## BRIEF
Without including any pictures, reproduce all the lines below word for word.

## RECORD EXTRACTS
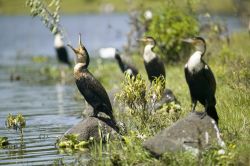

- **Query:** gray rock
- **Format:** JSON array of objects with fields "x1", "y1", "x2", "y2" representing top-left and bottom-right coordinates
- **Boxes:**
[
  {"x1": 143, "y1": 111, "x2": 225, "y2": 157},
  {"x1": 60, "y1": 116, "x2": 120, "y2": 142}
]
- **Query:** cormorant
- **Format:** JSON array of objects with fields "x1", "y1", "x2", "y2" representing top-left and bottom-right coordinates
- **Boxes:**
[
  {"x1": 54, "y1": 33, "x2": 72, "y2": 67},
  {"x1": 138, "y1": 36, "x2": 179, "y2": 107},
  {"x1": 138, "y1": 36, "x2": 166, "y2": 83},
  {"x1": 99, "y1": 47, "x2": 138, "y2": 77},
  {"x1": 67, "y1": 34, "x2": 115, "y2": 122},
  {"x1": 114, "y1": 49, "x2": 138, "y2": 77},
  {"x1": 183, "y1": 37, "x2": 219, "y2": 124}
]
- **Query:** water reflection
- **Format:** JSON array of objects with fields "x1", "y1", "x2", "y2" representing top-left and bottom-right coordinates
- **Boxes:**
[{"x1": 56, "y1": 83, "x2": 65, "y2": 115}]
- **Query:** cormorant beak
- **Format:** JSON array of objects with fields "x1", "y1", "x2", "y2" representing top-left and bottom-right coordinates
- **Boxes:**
[
  {"x1": 78, "y1": 33, "x2": 84, "y2": 47},
  {"x1": 137, "y1": 38, "x2": 147, "y2": 42},
  {"x1": 67, "y1": 33, "x2": 85, "y2": 55},
  {"x1": 67, "y1": 44, "x2": 77, "y2": 53},
  {"x1": 181, "y1": 38, "x2": 195, "y2": 44}
]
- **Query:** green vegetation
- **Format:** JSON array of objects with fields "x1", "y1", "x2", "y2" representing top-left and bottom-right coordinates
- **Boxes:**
[
  {"x1": 0, "y1": 136, "x2": 9, "y2": 147},
  {"x1": 26, "y1": 0, "x2": 62, "y2": 35},
  {"x1": 146, "y1": 5, "x2": 199, "y2": 62},
  {"x1": 5, "y1": 113, "x2": 26, "y2": 134},
  {"x1": 57, "y1": 134, "x2": 91, "y2": 151}
]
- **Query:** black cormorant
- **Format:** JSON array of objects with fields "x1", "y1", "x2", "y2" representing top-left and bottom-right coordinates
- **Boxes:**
[
  {"x1": 114, "y1": 49, "x2": 138, "y2": 77},
  {"x1": 138, "y1": 36, "x2": 166, "y2": 83},
  {"x1": 67, "y1": 34, "x2": 115, "y2": 122},
  {"x1": 54, "y1": 33, "x2": 72, "y2": 67},
  {"x1": 183, "y1": 37, "x2": 219, "y2": 124}
]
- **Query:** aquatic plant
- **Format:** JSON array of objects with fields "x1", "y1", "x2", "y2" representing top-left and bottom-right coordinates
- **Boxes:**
[
  {"x1": 57, "y1": 134, "x2": 91, "y2": 151},
  {"x1": 5, "y1": 113, "x2": 26, "y2": 134},
  {"x1": 0, "y1": 137, "x2": 9, "y2": 147}
]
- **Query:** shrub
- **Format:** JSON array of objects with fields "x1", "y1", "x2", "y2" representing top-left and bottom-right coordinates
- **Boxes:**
[{"x1": 146, "y1": 6, "x2": 199, "y2": 62}]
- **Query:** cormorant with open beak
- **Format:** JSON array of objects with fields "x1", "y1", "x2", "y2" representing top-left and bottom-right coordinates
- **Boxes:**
[
  {"x1": 67, "y1": 34, "x2": 115, "y2": 122},
  {"x1": 54, "y1": 33, "x2": 72, "y2": 67},
  {"x1": 114, "y1": 49, "x2": 138, "y2": 77},
  {"x1": 183, "y1": 37, "x2": 219, "y2": 124},
  {"x1": 138, "y1": 36, "x2": 165, "y2": 83}
]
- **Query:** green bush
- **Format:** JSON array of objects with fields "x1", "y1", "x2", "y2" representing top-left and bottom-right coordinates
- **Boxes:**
[{"x1": 147, "y1": 6, "x2": 199, "y2": 62}]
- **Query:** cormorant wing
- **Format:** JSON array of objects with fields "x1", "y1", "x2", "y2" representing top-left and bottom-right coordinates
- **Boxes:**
[
  {"x1": 203, "y1": 64, "x2": 216, "y2": 94},
  {"x1": 184, "y1": 64, "x2": 191, "y2": 84},
  {"x1": 84, "y1": 72, "x2": 113, "y2": 111},
  {"x1": 124, "y1": 62, "x2": 138, "y2": 75},
  {"x1": 157, "y1": 56, "x2": 166, "y2": 78}
]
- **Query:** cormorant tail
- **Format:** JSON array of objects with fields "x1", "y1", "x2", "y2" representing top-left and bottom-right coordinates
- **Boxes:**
[{"x1": 207, "y1": 106, "x2": 219, "y2": 125}]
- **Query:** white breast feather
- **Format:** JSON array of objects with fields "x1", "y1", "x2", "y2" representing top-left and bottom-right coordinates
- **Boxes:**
[
  {"x1": 125, "y1": 69, "x2": 133, "y2": 75},
  {"x1": 187, "y1": 51, "x2": 204, "y2": 73},
  {"x1": 143, "y1": 44, "x2": 156, "y2": 63},
  {"x1": 74, "y1": 63, "x2": 84, "y2": 73},
  {"x1": 54, "y1": 34, "x2": 64, "y2": 48}
]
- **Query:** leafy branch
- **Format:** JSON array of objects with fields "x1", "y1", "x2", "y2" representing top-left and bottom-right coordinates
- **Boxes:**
[{"x1": 26, "y1": 0, "x2": 64, "y2": 35}]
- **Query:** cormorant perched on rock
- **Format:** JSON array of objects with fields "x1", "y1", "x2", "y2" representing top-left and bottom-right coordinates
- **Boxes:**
[
  {"x1": 114, "y1": 49, "x2": 138, "y2": 77},
  {"x1": 67, "y1": 34, "x2": 115, "y2": 122},
  {"x1": 54, "y1": 33, "x2": 72, "y2": 67},
  {"x1": 183, "y1": 37, "x2": 219, "y2": 124},
  {"x1": 138, "y1": 36, "x2": 165, "y2": 83}
]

## RESULT BELOW
- **Query:** gray rock
- **Format:** JSON array of objects with fields "x1", "y1", "x2", "y2" representing top-left and bottom-right coordinates
- **Boxes:**
[
  {"x1": 143, "y1": 111, "x2": 225, "y2": 157},
  {"x1": 60, "y1": 116, "x2": 120, "y2": 142}
]
- **Query:** cormorant
- **Format:** JSON array of objects with fields "x1", "y1", "x2", "y2" representing top-left and bottom-right coordinates
- **Boxes:**
[
  {"x1": 54, "y1": 33, "x2": 72, "y2": 67},
  {"x1": 138, "y1": 36, "x2": 179, "y2": 107},
  {"x1": 138, "y1": 36, "x2": 166, "y2": 83},
  {"x1": 99, "y1": 47, "x2": 138, "y2": 77},
  {"x1": 67, "y1": 34, "x2": 115, "y2": 122},
  {"x1": 114, "y1": 49, "x2": 138, "y2": 77},
  {"x1": 183, "y1": 37, "x2": 219, "y2": 124}
]
- **Query:** water reflection
- **Format:** JSON array of objects with fields "x1", "y1", "x2", "y2" representing top-left and bottom-right coordinates
- **Boxes:**
[{"x1": 56, "y1": 83, "x2": 65, "y2": 115}]
- **Query:** cormorant beak
- **Format:** JSON array of objects with fields "x1", "y1", "x2", "y2" representing top-left and bottom-right coordinates
- **Boxes:**
[
  {"x1": 78, "y1": 33, "x2": 84, "y2": 47},
  {"x1": 137, "y1": 38, "x2": 147, "y2": 42},
  {"x1": 67, "y1": 33, "x2": 85, "y2": 55},
  {"x1": 67, "y1": 44, "x2": 77, "y2": 53},
  {"x1": 181, "y1": 38, "x2": 195, "y2": 44}
]
- **Query:** green vegetation
- **Format:** JSON array of objects with fields "x1", "y1", "x2", "y2" representing top-left and bottom-right coordinates
- **Boxes:**
[
  {"x1": 0, "y1": 136, "x2": 9, "y2": 147},
  {"x1": 26, "y1": 0, "x2": 62, "y2": 35},
  {"x1": 146, "y1": 5, "x2": 199, "y2": 62},
  {"x1": 5, "y1": 113, "x2": 26, "y2": 134},
  {"x1": 57, "y1": 134, "x2": 91, "y2": 151}
]
- **Query:** black cormorant
- **Format:** JSON array of objects with fields "x1", "y1", "x2", "y2" representing top-left and bottom-right coordinates
- **Boxes:**
[
  {"x1": 114, "y1": 49, "x2": 138, "y2": 77},
  {"x1": 138, "y1": 36, "x2": 166, "y2": 83},
  {"x1": 67, "y1": 34, "x2": 115, "y2": 122},
  {"x1": 54, "y1": 33, "x2": 72, "y2": 67},
  {"x1": 183, "y1": 37, "x2": 219, "y2": 124}
]
- **Query:** aquatic plant
- **Format:** JSON array of objects with fields "x1", "y1", "x2", "y2" representing top-left and bottom-right coordinates
- **Boxes:**
[
  {"x1": 57, "y1": 134, "x2": 91, "y2": 151},
  {"x1": 5, "y1": 113, "x2": 26, "y2": 134},
  {"x1": 0, "y1": 137, "x2": 9, "y2": 147}
]
- **Query:** shrub
- **Format:** JSON array of objects with fields "x1", "y1", "x2", "y2" representing top-left and bottom-right coordinates
- **Boxes:**
[{"x1": 146, "y1": 6, "x2": 199, "y2": 62}]
- **Query:** cormorant with open beak
- **Format:** JSON array of objects with fields "x1", "y1", "x2", "y2" representing top-left and bottom-right coordinates
- **Boxes:**
[
  {"x1": 67, "y1": 34, "x2": 115, "y2": 122},
  {"x1": 54, "y1": 33, "x2": 72, "y2": 67},
  {"x1": 114, "y1": 49, "x2": 138, "y2": 77},
  {"x1": 183, "y1": 37, "x2": 219, "y2": 124},
  {"x1": 138, "y1": 36, "x2": 165, "y2": 83}
]
- **Query:** green bush
- **Format:** JSON array of objects with fields "x1", "y1", "x2", "y2" representing top-left and bottom-right coordinates
- **Boxes:**
[{"x1": 147, "y1": 6, "x2": 199, "y2": 62}]
- **Query:** cormorant wing
- **Format:** JSON array of objects with fields "x1", "y1", "x2", "y2" representing top-left and bottom-right coordinates
- **Boxes:**
[
  {"x1": 203, "y1": 64, "x2": 216, "y2": 94},
  {"x1": 184, "y1": 64, "x2": 191, "y2": 84},
  {"x1": 84, "y1": 72, "x2": 113, "y2": 111},
  {"x1": 124, "y1": 62, "x2": 138, "y2": 75},
  {"x1": 157, "y1": 56, "x2": 166, "y2": 78}
]
- **Query:** cormorant tail
- **Format:** JSON array of objects with fields "x1", "y1", "x2", "y2" representing top-left and bottom-right coordinates
- **Boxes:**
[{"x1": 207, "y1": 106, "x2": 219, "y2": 125}]
- **Query:** white breast feather
- **Format:** JSON array of objects with fields "x1", "y1", "x2", "y2" representing top-left and bottom-right coordinates
- **Boxes:**
[
  {"x1": 125, "y1": 69, "x2": 133, "y2": 75},
  {"x1": 187, "y1": 51, "x2": 204, "y2": 73},
  {"x1": 143, "y1": 44, "x2": 156, "y2": 63},
  {"x1": 74, "y1": 63, "x2": 84, "y2": 73},
  {"x1": 54, "y1": 34, "x2": 64, "y2": 48}
]
- **Query:** leafy branch
- **Format:** JSON array of objects with fields "x1", "y1", "x2", "y2" representing top-left and bottom-right coordinates
- **Boxes:**
[{"x1": 26, "y1": 0, "x2": 64, "y2": 35}]
- **Query:** cormorant perched on rock
- **Format:** JSON array of objects with fields "x1", "y1", "x2", "y2" representing top-left and bottom-right coordinates
- **Boxes:**
[
  {"x1": 114, "y1": 49, "x2": 138, "y2": 77},
  {"x1": 67, "y1": 34, "x2": 115, "y2": 122},
  {"x1": 54, "y1": 33, "x2": 72, "y2": 67},
  {"x1": 183, "y1": 37, "x2": 219, "y2": 124},
  {"x1": 138, "y1": 36, "x2": 165, "y2": 83}
]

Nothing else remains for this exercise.